● ASSIGNED TASK: Set down, unchanged, the lines from the very first one through the line holding "negative clicks: (79, 72)", both ends included.

Stored items
--- START ---
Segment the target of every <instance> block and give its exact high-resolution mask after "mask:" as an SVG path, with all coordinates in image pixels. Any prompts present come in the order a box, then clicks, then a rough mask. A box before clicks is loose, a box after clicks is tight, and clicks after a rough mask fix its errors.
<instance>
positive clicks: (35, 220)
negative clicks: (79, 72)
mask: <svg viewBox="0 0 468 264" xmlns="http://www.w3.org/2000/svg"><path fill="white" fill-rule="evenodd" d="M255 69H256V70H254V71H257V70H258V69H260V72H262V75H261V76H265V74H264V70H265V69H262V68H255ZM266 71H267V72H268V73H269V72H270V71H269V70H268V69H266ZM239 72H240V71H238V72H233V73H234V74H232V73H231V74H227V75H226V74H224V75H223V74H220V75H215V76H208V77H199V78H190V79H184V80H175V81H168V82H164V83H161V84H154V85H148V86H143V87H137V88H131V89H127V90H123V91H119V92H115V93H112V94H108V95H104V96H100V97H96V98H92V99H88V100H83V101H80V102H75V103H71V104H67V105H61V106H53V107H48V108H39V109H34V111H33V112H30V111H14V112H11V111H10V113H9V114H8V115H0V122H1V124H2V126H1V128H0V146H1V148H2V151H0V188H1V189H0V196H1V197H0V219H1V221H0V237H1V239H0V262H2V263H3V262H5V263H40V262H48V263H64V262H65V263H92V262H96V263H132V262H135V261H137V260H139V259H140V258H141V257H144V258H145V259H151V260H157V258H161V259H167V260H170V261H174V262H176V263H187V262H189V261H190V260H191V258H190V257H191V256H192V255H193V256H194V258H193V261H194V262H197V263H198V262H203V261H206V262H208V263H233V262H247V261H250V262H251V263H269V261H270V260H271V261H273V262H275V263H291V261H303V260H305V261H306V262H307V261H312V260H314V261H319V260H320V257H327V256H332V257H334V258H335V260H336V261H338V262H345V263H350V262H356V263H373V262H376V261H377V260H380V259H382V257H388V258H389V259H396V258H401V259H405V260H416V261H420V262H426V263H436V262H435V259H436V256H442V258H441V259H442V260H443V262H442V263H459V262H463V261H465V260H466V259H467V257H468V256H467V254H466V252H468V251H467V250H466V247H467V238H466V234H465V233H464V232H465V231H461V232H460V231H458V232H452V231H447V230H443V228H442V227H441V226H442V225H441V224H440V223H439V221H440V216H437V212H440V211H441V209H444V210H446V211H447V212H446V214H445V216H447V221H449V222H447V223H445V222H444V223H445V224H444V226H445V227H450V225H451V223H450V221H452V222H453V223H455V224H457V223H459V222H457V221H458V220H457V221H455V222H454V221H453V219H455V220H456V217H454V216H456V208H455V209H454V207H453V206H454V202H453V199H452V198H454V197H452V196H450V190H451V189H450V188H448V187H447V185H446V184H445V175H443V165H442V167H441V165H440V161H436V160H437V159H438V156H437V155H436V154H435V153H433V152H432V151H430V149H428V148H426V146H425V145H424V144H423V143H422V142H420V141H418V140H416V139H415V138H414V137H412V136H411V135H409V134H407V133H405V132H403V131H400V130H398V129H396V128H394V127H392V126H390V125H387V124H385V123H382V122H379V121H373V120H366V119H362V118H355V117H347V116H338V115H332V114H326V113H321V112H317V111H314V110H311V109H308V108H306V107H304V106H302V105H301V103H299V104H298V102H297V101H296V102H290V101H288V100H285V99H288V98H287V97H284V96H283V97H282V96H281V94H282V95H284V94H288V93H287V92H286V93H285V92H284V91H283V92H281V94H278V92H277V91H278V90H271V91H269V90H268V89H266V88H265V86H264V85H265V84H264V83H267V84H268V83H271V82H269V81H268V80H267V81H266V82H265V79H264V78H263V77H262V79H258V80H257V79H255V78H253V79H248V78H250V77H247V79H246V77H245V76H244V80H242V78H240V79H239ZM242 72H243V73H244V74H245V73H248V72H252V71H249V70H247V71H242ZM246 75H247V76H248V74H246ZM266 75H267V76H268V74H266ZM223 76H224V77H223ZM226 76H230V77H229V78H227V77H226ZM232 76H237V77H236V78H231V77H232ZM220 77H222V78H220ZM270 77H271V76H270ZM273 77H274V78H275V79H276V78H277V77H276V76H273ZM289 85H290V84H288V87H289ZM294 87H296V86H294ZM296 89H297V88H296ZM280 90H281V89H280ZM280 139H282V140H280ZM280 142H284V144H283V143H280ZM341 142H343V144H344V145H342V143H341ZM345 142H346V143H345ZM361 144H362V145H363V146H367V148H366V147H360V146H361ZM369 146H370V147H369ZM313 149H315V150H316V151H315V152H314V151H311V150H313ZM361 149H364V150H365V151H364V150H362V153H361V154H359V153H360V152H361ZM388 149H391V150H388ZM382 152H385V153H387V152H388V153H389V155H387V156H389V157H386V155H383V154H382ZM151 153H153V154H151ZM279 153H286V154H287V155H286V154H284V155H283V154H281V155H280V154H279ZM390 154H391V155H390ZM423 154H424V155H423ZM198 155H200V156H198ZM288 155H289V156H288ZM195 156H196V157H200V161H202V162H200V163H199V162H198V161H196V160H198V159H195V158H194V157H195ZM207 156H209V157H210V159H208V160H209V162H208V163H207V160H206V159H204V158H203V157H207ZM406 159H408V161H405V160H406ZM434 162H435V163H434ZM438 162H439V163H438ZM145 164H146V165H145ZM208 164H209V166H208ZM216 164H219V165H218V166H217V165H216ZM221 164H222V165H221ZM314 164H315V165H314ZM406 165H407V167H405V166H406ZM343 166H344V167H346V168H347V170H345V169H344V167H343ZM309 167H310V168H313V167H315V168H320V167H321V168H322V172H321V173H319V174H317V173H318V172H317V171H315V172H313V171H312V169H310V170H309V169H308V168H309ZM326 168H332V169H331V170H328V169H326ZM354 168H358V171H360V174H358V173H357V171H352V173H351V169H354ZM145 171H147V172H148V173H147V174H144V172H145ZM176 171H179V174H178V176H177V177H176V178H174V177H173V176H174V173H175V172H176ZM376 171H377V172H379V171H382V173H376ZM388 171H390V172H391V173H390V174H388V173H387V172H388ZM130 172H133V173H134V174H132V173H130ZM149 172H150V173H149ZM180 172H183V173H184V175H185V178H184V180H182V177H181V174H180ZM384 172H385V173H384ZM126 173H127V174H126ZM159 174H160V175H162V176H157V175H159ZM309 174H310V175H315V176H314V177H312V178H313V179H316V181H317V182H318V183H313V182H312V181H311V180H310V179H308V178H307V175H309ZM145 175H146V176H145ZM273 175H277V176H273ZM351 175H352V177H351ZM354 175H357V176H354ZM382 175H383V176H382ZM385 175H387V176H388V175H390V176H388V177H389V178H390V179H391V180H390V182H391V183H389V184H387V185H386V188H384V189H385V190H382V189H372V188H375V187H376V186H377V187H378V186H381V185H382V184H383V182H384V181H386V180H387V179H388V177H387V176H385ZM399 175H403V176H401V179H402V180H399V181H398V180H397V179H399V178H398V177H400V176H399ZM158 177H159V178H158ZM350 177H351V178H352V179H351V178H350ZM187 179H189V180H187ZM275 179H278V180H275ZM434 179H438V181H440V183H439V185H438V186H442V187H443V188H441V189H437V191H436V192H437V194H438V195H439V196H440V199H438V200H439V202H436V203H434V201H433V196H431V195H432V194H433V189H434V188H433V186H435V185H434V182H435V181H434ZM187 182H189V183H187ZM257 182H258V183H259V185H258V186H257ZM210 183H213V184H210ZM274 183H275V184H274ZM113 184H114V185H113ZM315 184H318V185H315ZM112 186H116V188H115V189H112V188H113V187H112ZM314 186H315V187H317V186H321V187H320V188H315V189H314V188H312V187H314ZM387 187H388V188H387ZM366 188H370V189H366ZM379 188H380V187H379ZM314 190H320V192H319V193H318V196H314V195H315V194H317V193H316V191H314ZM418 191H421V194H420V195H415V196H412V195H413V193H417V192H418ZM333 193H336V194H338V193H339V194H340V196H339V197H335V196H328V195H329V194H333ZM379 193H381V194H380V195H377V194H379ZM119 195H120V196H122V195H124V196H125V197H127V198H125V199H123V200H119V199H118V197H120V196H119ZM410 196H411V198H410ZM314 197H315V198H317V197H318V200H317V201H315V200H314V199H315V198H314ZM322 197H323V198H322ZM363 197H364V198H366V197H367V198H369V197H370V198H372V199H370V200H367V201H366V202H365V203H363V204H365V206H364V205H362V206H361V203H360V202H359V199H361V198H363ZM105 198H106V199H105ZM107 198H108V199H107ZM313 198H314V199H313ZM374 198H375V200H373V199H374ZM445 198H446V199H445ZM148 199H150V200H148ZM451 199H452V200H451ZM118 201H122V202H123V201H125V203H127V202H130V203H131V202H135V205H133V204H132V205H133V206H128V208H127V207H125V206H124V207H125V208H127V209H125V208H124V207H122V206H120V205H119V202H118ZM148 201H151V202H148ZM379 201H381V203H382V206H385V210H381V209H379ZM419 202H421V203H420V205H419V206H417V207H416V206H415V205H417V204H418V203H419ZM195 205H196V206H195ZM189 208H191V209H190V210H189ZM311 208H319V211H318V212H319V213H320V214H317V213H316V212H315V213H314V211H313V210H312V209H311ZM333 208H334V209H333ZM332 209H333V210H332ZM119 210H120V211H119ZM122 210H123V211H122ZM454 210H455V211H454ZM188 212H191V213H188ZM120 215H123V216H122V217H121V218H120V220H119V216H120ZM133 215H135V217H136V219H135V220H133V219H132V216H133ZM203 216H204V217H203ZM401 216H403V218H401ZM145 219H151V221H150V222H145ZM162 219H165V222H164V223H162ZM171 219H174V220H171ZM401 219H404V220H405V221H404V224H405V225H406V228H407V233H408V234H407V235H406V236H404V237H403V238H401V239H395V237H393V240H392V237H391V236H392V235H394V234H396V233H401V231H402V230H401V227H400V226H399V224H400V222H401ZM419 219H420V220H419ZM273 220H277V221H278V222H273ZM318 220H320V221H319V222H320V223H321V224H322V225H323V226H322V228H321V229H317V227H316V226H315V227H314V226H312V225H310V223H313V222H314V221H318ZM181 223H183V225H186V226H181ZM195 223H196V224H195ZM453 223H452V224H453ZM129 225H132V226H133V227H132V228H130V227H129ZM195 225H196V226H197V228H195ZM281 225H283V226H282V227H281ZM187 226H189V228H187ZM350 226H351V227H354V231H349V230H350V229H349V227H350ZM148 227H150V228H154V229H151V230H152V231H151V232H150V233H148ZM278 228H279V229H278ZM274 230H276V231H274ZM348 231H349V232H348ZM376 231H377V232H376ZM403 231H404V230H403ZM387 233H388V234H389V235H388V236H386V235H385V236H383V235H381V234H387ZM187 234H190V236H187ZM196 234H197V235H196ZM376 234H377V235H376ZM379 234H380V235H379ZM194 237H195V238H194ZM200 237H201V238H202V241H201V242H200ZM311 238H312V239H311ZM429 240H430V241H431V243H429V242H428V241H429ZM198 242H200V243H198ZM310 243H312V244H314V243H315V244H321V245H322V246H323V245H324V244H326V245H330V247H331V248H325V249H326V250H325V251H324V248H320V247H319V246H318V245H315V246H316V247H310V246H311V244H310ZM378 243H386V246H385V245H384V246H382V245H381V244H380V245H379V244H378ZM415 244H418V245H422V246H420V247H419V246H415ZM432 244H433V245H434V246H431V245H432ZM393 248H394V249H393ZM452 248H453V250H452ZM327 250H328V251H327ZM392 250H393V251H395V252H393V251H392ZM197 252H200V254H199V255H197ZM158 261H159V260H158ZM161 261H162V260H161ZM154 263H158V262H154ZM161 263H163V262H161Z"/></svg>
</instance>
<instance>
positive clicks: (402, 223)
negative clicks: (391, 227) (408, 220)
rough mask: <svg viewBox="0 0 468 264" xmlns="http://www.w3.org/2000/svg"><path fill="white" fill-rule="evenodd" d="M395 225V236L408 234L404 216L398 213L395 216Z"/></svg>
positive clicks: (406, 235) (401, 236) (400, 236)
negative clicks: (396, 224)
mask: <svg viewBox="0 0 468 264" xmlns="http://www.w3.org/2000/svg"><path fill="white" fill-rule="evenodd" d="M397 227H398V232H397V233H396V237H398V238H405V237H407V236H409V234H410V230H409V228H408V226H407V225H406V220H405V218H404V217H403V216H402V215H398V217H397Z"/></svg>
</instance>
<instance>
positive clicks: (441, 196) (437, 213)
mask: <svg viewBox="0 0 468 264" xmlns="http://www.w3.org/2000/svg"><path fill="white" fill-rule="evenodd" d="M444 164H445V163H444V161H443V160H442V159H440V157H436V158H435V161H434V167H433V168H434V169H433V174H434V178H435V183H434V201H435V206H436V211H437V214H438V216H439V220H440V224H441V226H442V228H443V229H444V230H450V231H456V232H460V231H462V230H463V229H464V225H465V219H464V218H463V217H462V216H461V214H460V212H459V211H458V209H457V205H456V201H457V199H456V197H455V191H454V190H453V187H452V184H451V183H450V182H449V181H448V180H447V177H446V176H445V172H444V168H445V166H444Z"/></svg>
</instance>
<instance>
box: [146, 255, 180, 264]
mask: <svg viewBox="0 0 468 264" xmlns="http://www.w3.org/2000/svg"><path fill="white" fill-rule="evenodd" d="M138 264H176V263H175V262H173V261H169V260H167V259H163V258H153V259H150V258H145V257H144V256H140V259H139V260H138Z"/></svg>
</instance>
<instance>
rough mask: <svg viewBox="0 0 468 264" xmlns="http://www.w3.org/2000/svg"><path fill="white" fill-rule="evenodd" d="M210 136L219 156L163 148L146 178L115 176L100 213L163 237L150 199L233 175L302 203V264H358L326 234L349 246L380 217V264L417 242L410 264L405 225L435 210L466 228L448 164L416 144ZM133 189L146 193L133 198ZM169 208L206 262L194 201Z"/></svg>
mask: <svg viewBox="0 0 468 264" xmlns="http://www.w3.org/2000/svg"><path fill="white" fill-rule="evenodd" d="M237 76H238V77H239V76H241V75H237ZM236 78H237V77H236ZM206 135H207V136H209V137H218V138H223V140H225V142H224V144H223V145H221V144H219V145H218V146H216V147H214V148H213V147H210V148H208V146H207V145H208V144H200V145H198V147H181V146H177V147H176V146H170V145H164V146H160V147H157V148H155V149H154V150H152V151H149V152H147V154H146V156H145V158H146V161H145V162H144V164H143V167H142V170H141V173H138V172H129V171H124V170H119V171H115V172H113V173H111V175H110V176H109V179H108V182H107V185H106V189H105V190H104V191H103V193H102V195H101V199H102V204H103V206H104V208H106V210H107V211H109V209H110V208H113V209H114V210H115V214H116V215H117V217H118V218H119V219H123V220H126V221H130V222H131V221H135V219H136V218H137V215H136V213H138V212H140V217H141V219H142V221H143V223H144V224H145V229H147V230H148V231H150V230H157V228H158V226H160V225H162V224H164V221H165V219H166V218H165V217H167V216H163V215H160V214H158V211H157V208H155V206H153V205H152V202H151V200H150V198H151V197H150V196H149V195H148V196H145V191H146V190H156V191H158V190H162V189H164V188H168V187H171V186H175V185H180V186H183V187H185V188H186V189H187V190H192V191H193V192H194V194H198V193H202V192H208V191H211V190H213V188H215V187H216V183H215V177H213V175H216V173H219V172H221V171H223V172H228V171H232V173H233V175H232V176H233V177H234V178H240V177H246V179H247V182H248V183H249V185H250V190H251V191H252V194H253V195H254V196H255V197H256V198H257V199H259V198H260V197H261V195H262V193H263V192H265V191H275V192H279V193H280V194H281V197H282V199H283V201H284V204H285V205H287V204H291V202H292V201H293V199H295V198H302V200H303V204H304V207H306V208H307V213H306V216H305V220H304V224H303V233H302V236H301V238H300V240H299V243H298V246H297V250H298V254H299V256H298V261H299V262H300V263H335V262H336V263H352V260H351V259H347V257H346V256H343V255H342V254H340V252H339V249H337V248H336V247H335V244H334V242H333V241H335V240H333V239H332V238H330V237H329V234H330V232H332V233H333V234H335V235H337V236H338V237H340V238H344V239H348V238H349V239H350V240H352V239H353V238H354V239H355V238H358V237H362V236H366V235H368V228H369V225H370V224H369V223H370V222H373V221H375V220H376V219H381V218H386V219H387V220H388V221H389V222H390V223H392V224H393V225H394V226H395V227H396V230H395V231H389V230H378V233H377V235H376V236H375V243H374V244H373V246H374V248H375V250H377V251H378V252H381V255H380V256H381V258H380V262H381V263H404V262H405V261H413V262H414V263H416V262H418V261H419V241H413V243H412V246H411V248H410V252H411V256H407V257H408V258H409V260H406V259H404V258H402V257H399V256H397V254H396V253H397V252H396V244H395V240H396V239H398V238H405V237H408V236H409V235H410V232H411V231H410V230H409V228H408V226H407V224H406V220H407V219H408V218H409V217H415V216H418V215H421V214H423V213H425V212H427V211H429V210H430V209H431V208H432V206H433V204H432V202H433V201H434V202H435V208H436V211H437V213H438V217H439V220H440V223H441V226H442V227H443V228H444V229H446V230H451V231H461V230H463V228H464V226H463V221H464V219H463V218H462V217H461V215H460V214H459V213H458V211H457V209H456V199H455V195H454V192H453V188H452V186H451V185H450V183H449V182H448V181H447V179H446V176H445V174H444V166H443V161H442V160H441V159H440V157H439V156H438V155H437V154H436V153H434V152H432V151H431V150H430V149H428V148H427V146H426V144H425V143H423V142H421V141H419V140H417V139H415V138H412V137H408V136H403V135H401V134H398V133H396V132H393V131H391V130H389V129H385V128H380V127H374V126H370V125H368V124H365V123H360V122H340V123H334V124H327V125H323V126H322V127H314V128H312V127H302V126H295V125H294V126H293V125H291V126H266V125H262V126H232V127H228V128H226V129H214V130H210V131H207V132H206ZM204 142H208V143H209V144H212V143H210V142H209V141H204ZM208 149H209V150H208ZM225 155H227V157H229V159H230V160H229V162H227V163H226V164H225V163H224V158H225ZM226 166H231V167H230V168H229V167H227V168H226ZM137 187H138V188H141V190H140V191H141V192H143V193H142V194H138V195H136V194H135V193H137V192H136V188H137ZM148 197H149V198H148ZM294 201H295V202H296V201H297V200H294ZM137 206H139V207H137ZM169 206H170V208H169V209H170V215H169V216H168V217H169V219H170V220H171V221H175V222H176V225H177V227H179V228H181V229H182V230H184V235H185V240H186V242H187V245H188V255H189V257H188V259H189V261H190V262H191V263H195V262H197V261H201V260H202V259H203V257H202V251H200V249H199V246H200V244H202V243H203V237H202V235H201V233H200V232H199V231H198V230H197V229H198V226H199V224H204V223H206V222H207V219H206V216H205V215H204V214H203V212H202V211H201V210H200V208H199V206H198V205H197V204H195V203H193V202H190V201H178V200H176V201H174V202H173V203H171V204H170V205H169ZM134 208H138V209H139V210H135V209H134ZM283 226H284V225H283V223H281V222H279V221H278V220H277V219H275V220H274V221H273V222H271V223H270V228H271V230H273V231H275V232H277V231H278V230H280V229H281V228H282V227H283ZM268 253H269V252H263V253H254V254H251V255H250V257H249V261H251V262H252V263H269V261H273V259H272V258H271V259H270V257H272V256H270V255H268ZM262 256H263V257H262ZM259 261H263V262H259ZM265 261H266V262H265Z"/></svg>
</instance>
--- END ---
● EXERCISE SOLUTION:
Segment the target of every <instance> block and give its exact high-resolution mask after "mask:" as an SVG path, with all coordinates in image pixels. Any prompts present come in the order a box, then clicks, then a rough mask. A box before clicks is loose, a box after clicks is tight, and clicks after a rough mask fix its errors.
<instance>
positive clicks: (35, 220)
negative clicks: (79, 72)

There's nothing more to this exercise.